*PASSAGE RETENU:*
L'œuvre, datée de 1693, est sans doute l'un des
meilleurs témoins de la vie paysanne d'autre fois.
Description
de l'église
Quant
à l'église elle-même, sa visite ne
manque pas d'intérêt. Nous avons
évoqué plus haut son abside aux allures de
donjon. On remarquera à l'entrée du porche les
deux premiers portails avec leurs blocs de pierre
biseautés, qui pourraient bien être un
réutilisation. A l'entrée de l'église,
un portail datant sans doute de la fin du XIe siècle,
tout comme la petite salle voisine avec joints
caractéristiques. L'édifice tel qu'il se
présente a été reconstruit vers le
milieu du XVIIe siècle: dans son testament, Guiomer
Llot y Cornellà, l'épouse de Francesc Llot,
lègue en effet 25 livres pour la "nova constructio
de la capella" de l'église de Nostra Senyora de
Domanova. Parmi les curiosités de la construction,
nous avons noté sur la face nord, l'ingénieux
système qui permettait d'alimenter le puits à
l'aide des eaux de pluie: le toit est incliné, des
deux côtés, vers le centre, et les
gouttières déversent l'eau dans un conduit
qui, protégé par une sorte de contrefort,
alimente le puits.

*CONSIGNE:*
D'après le passage retenu sur l'église, quelle somme Guiomer Llot y Cornellà lègue-t-elle dans son testament pour la nouvelle construction de la chapelle ?

*ENTRÉES EXTRAITES:*
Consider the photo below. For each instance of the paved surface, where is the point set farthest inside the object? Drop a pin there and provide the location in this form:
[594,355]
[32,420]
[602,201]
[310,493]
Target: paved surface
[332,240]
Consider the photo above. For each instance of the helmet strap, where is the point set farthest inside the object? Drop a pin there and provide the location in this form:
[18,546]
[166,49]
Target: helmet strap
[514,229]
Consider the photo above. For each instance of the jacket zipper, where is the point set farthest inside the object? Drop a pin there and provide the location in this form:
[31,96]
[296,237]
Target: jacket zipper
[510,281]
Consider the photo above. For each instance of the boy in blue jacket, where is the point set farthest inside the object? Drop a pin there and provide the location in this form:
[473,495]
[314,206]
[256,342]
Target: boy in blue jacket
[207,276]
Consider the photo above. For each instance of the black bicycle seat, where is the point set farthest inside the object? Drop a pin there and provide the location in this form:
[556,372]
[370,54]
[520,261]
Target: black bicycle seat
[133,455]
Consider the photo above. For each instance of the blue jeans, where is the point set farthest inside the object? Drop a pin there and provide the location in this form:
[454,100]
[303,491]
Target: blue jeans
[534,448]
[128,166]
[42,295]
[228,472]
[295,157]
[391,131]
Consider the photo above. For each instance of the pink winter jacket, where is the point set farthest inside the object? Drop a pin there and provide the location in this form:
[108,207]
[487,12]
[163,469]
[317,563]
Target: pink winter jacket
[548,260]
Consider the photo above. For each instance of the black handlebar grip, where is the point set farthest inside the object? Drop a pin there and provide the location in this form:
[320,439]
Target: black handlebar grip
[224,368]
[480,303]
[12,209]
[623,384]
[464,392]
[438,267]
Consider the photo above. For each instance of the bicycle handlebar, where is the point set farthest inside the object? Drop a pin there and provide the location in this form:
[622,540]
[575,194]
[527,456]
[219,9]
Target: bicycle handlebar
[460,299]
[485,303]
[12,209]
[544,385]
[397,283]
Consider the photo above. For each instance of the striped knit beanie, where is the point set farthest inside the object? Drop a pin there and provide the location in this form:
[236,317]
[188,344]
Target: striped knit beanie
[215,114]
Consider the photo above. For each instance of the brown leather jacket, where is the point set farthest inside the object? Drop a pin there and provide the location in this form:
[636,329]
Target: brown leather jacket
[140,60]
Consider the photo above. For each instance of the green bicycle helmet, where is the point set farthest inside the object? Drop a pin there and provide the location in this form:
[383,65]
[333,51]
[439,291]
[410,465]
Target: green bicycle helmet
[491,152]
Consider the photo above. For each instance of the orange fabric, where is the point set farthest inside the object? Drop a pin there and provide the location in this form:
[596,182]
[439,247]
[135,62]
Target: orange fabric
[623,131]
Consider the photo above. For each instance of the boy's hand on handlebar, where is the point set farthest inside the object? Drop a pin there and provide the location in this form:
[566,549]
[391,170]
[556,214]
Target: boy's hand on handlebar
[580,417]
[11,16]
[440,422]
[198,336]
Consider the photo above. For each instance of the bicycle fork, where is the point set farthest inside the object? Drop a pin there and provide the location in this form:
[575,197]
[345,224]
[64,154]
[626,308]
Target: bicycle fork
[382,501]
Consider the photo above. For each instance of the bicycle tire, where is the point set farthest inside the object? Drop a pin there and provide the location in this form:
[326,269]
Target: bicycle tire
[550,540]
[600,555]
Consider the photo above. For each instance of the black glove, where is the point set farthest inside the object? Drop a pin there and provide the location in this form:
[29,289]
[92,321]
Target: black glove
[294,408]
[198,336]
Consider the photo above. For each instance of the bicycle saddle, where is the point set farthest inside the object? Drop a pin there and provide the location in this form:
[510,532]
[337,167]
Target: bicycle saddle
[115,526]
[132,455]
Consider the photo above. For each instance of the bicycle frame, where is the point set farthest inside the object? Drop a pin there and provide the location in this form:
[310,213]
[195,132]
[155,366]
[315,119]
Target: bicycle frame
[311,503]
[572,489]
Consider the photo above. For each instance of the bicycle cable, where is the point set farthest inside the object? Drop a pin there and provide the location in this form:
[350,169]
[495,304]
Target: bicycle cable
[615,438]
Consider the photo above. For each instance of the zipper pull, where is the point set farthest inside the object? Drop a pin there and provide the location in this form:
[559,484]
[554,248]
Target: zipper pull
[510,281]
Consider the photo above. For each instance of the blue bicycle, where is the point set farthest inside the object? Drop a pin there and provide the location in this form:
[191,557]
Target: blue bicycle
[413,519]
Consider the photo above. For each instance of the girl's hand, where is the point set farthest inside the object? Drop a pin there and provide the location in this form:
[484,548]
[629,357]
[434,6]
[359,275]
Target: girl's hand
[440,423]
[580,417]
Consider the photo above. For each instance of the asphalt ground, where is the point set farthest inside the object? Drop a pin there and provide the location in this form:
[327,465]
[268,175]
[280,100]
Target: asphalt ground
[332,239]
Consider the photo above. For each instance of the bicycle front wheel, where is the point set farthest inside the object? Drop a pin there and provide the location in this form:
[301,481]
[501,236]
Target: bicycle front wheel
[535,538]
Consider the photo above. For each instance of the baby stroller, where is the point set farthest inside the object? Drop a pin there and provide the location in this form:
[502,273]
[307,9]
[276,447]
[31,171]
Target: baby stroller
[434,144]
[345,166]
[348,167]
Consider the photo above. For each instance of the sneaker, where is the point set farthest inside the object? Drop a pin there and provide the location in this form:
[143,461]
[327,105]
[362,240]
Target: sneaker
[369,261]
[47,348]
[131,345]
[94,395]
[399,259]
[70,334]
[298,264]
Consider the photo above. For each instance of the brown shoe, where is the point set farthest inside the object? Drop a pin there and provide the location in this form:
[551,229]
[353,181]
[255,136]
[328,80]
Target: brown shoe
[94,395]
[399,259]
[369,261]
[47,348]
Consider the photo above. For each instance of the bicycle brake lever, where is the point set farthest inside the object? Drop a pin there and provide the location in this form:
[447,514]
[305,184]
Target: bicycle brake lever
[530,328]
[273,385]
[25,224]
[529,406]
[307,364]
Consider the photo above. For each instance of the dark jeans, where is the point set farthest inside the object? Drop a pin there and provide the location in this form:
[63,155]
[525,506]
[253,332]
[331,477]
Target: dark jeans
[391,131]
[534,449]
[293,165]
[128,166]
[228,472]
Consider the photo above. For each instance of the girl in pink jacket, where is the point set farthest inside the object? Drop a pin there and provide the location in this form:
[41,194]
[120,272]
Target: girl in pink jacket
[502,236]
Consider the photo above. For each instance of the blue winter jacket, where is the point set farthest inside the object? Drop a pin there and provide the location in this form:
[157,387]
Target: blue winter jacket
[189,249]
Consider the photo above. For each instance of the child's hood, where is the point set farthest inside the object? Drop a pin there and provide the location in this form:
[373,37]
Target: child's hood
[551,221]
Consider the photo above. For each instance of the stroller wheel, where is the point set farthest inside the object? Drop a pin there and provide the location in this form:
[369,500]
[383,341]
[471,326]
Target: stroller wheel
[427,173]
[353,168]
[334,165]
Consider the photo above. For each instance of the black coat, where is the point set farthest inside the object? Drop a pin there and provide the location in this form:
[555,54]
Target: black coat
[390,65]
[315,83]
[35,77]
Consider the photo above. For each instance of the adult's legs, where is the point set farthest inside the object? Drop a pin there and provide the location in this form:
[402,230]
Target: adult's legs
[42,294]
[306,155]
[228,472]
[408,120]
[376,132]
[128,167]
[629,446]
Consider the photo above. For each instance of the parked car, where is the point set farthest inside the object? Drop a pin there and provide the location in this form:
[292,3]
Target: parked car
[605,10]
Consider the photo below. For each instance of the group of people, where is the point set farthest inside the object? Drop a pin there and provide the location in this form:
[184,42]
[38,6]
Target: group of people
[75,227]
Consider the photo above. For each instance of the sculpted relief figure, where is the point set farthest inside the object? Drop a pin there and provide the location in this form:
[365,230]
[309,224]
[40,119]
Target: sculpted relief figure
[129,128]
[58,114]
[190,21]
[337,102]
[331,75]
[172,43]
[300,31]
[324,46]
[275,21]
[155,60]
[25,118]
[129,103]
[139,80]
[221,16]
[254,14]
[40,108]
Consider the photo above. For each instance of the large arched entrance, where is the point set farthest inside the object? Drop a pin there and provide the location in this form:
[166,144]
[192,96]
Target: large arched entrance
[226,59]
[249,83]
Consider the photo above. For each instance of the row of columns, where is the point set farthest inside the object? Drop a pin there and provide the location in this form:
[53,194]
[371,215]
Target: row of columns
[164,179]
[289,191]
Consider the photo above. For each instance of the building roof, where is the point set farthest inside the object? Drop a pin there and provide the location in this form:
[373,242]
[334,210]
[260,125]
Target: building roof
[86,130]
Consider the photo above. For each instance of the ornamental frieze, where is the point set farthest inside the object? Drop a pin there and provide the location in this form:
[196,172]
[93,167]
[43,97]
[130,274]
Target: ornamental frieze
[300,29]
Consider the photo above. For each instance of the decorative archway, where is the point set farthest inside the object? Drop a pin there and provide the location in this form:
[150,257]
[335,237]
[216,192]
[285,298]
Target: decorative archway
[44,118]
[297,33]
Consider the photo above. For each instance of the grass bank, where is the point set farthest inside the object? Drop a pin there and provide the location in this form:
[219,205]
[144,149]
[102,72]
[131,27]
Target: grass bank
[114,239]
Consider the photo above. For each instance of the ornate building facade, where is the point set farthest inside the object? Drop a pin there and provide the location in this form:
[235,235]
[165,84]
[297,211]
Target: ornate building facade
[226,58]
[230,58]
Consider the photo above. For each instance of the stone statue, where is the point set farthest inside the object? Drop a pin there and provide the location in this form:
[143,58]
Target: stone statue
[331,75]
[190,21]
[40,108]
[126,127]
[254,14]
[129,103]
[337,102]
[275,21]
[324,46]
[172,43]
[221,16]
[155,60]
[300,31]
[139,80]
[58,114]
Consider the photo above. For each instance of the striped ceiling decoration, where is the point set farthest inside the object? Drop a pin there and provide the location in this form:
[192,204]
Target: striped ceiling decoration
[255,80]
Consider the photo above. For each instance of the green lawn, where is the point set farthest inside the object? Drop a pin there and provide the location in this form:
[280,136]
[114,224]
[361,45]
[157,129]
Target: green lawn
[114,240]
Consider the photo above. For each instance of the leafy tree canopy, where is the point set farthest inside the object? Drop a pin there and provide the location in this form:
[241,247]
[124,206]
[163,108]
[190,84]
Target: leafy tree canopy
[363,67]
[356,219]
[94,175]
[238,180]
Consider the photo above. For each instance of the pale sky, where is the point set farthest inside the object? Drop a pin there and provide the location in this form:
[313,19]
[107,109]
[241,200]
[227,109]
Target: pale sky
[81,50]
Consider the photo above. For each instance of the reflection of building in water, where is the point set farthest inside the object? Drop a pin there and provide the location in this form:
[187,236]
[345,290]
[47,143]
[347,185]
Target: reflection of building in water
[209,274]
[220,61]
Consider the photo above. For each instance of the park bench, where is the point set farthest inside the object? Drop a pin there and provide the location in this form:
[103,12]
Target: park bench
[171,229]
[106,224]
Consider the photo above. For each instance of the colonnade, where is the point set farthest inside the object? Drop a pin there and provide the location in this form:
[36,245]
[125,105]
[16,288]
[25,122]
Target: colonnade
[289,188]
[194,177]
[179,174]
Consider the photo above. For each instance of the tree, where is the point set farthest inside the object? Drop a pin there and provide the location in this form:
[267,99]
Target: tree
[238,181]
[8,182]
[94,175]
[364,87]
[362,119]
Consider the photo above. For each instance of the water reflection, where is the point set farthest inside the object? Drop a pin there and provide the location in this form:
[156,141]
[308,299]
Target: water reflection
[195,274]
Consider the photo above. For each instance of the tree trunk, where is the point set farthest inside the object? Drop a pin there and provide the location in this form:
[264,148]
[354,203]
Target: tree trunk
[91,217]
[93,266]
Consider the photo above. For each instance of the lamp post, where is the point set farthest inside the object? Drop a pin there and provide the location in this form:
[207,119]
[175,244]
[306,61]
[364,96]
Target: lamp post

--

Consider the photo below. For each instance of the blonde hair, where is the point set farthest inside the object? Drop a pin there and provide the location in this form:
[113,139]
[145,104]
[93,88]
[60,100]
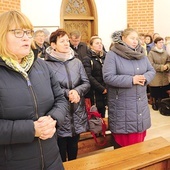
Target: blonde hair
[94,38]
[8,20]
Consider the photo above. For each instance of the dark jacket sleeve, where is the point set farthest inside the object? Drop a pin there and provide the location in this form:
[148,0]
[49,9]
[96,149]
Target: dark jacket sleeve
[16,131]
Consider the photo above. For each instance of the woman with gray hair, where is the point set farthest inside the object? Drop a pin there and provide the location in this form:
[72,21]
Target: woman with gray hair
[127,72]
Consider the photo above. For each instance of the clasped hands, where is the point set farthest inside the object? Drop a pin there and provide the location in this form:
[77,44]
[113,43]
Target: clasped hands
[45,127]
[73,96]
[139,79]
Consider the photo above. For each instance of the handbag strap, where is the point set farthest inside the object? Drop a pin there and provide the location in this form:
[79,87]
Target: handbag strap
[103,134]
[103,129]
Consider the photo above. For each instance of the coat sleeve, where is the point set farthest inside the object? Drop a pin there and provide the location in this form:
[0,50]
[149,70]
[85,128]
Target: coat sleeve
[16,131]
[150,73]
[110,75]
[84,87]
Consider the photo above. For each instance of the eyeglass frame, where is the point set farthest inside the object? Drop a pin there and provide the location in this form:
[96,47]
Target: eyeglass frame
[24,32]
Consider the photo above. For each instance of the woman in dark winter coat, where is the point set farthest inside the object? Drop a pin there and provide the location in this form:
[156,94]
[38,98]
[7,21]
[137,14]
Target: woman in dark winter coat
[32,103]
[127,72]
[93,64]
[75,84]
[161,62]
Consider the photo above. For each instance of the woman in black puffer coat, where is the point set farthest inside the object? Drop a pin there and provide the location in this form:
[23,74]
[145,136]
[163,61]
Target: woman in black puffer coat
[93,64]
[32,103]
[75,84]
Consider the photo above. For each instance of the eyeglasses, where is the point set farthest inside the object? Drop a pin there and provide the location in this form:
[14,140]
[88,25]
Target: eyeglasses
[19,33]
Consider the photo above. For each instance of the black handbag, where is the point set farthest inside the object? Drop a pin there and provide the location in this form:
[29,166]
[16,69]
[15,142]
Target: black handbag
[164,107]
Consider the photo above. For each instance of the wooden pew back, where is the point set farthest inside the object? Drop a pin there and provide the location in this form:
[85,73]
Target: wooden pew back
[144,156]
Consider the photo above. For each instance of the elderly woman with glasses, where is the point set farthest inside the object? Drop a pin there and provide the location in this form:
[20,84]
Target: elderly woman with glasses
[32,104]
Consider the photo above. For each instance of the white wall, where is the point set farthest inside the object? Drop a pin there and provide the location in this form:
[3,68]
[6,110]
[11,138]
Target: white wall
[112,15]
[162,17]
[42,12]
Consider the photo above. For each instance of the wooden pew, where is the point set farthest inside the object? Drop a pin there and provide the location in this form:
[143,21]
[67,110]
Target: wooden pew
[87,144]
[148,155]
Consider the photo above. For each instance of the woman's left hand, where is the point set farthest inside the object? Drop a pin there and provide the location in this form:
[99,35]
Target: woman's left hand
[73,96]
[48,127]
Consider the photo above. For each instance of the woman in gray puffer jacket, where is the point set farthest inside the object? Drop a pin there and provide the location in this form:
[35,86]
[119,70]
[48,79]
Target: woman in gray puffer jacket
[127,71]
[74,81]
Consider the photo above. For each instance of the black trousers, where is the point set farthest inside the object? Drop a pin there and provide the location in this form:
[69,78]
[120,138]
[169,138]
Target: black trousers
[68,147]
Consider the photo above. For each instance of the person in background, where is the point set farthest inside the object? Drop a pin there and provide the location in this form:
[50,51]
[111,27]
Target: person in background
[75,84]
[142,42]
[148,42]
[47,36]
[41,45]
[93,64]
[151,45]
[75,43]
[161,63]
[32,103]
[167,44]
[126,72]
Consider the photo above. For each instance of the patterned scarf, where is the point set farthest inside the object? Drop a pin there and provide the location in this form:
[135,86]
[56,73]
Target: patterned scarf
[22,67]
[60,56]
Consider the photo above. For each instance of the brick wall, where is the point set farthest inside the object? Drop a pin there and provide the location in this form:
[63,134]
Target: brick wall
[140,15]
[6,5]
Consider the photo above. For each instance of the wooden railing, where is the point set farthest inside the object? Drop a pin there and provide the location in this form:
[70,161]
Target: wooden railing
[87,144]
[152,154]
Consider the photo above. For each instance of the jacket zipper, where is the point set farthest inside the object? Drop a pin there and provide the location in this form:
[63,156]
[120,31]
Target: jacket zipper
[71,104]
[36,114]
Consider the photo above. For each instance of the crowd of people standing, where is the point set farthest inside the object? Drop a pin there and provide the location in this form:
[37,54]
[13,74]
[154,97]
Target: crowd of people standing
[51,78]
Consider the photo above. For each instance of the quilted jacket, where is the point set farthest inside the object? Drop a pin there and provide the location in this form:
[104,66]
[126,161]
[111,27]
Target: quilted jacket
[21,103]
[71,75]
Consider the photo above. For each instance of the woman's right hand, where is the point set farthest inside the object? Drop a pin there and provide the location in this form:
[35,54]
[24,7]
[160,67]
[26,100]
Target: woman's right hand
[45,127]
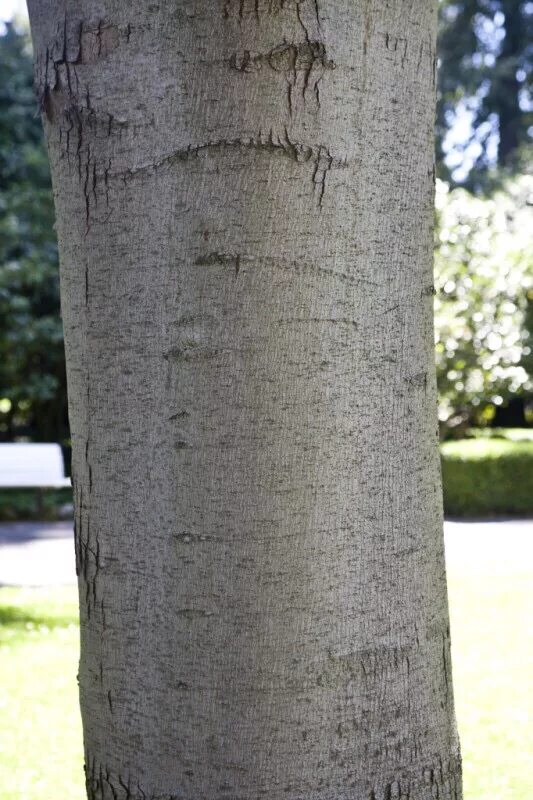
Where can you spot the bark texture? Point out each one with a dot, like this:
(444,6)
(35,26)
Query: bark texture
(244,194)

...

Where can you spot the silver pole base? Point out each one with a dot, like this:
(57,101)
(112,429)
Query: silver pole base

*RÉSULTAT:*
25 livres.